- Problem description -
Every record, from the first to the last, is to be printed again exactly.

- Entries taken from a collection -
Content starts

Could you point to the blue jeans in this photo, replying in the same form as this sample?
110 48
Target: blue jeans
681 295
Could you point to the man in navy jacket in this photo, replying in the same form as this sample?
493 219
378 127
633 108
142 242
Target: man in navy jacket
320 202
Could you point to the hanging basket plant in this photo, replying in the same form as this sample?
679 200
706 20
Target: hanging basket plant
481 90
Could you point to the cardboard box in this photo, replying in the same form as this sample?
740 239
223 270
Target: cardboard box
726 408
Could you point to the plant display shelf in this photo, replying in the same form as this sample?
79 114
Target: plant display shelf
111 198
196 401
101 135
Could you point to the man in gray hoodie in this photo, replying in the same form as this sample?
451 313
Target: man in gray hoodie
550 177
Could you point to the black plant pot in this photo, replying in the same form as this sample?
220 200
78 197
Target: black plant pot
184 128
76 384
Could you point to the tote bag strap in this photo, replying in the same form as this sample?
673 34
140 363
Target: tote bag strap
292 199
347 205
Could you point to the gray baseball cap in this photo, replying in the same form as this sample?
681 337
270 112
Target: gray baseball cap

Content ends

- Result of the exercise -
Could you point to the blue jeans in this photo, replying in the same form as this sample?
110 48
Target: blue jeans
681 295
Could you point to the man in navy jacket in this photo, replying in the same form as this sample?
493 219
378 127
633 108
142 242
Target: man in navy jacket
320 202
Could you point to the hanging basket plant in this photo, replying in the same form as this sample?
679 200
706 20
Target: hanging basket plant
481 90
Could you point to the cardboard box in this photo, replying in the same form as this sample?
740 239
223 270
Target: cardboard box
726 408
Could you point to the plant display shelf in this photo, replying in the same form as this sample?
79 114
Target: plant display shelf
111 198
196 401
101 135
Could you point to the man in gray hoodie in this photo, replying in the same form as this sample?
451 313
Target: man in gray hoodie
550 177
Could you point to the black plant pot in this photo, replying in the same form as this sample?
220 200
78 197
Target: black plant pot
184 128
76 384
Could you point to the tote bag strap in this photo, replying in the same form as this sample?
673 34
140 363
Target: tote bag strap
292 199
347 205
Could you point to the gray baseball cap in this photo, replying in the same form as this sample?
681 337
270 112
Target: gray baseball cap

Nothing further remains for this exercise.